## [Information]
━━━━

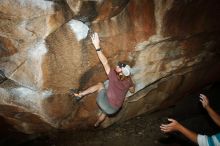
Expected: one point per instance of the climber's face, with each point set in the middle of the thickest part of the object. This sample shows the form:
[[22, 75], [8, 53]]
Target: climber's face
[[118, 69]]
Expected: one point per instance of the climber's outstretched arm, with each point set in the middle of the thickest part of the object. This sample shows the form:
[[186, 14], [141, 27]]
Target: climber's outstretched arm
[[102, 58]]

━━━━

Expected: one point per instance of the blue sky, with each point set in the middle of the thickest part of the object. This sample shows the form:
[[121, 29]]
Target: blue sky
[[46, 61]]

━━━━

## [Work to be completed]
Return every line from the material that contains the word "with".

## [Answer to this exercise]
Expected: one point per instance of the climber's face, with each point set in the middle of the thickest part of the object. This sample shows the form:
Expected: one point per instance of the climber's outstretched arm, with each point set in the middle of the thickest part of the object. This sample shows the form:
Expected: one point per instance of the blue sky, with each point set in the middle of the thickest part of the object. This sample shows the form:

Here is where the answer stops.